Wilkerson’s behavior had previously required that they call the police. Wilkerson was very

aggressive, and when DHS asked her to take an alcohol swab and drug screen, Wilkerson

“chewed it up for a little bit and then spit it on the floor.” Additionally, Wilkerson refused

to take several drug tests, produced some tests that were adulterated, and produced other

tests with “no temp.”

Warden testified that Wilkerson was positive for meth in October 2022 and that

Wilkerson “tried to sabotage every time” DHS made an appointment for her to have

treatment. Wilkerson was offered drug treatment, counseling, parenting classes,

transportation, and visits. Wilkerson would not take a drug test the morning of the

termination hearing. Warden said that she did not think there were any services DHS could

offer that have not already been offered or that would be beneficial to Wilkerson. Wilkerson

never advanced to unsupervised visits with her children. DHS would be concerned if the

2 children were returned to Wilkerson’s custody due to her lack of suitable transportation,

lack of a suitable home, unaddressed drug and alcohol problems, and mental-health

concerns.

When asked about the children’s adoptability, Warden testified that while the

children have some issues, she did not think the issues would prevent them from being

adopted; she thinks the children are adoptable. Two families were interested in adopting the

children.

— RECORDS SHOWN —
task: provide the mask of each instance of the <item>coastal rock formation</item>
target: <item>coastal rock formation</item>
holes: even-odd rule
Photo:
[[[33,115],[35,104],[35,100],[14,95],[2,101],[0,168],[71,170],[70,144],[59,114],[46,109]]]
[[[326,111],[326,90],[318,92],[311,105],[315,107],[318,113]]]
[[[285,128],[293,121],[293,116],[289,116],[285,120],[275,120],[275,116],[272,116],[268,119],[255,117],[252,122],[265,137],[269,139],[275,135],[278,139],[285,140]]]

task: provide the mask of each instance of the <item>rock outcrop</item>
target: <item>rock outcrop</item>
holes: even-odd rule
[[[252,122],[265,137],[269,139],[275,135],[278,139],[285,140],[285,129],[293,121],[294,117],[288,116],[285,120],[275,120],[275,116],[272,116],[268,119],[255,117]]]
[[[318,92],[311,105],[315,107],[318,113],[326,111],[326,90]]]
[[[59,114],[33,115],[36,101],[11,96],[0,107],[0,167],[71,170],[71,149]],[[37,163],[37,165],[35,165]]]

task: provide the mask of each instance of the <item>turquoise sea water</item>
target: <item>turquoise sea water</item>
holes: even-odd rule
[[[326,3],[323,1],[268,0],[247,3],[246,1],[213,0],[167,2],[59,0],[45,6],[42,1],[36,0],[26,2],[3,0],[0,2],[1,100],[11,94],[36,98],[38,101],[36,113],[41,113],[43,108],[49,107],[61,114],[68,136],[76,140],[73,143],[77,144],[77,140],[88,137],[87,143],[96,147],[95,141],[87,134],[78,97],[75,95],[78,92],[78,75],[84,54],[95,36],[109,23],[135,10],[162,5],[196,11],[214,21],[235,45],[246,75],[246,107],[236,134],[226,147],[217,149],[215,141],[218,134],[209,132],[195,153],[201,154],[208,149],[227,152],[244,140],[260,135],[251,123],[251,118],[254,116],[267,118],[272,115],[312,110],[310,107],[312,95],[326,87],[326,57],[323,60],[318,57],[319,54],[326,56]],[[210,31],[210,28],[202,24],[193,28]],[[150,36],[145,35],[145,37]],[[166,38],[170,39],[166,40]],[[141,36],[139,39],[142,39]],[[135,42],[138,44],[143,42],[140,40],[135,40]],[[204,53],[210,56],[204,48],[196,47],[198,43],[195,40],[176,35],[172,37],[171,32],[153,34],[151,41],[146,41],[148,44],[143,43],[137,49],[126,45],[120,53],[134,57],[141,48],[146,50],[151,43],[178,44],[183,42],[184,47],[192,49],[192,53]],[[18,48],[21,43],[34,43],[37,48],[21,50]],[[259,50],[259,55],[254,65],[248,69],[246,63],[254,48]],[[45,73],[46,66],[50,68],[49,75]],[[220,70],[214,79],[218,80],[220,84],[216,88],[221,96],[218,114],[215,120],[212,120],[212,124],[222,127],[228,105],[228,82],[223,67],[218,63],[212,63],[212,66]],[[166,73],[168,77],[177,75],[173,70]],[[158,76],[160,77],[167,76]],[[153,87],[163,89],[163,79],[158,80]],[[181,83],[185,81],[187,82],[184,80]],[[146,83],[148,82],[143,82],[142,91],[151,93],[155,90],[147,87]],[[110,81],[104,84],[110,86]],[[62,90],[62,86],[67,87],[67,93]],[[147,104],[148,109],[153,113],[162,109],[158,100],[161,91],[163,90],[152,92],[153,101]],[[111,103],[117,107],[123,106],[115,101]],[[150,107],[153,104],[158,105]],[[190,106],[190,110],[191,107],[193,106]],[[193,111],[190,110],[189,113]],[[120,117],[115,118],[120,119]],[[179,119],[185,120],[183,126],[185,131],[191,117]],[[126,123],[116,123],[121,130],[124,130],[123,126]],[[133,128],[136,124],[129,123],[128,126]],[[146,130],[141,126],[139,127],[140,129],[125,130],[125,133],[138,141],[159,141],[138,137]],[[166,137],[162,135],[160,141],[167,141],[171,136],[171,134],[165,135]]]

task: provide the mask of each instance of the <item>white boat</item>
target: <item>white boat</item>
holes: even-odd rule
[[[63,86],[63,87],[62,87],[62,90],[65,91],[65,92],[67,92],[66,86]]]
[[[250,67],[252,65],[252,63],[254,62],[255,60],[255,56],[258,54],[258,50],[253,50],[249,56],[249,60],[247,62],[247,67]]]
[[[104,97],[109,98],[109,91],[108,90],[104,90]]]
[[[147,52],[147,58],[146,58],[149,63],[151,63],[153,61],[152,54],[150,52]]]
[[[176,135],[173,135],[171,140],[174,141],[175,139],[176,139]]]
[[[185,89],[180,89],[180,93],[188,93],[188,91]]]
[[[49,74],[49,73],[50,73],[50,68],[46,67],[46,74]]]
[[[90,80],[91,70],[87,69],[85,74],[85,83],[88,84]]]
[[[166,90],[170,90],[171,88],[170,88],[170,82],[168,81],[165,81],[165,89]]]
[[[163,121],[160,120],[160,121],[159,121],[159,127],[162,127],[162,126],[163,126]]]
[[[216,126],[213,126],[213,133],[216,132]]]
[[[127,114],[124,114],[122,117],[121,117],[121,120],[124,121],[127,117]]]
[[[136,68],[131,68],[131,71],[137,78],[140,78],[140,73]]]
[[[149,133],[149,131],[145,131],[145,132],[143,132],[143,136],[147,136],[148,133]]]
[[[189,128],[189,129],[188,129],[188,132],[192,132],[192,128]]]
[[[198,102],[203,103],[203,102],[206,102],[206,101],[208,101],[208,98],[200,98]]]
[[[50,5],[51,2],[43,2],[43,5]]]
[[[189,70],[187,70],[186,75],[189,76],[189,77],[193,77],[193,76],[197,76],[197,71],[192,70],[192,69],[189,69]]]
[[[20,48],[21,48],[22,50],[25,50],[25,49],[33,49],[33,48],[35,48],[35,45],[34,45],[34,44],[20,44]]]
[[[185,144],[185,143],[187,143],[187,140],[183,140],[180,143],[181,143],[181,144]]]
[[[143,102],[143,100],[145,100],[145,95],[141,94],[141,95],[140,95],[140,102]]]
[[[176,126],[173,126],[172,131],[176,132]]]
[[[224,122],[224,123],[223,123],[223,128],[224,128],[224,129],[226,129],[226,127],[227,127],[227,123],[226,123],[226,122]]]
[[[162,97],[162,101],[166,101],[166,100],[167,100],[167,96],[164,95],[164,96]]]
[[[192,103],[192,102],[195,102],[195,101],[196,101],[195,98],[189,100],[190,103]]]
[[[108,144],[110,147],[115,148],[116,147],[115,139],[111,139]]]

— INSTRUCTIONS —
1. How many families were interested in adopting the children, according to the testimony excerpt?
2. List each line of the records that contains the string "white".
The records are unrelated to the testimony excerpt.

— TASK SOLUTIONS —
1. Two families.

2.
task: provide the mask of each instance of the <item>white boat</item>
target: <item>white boat</item>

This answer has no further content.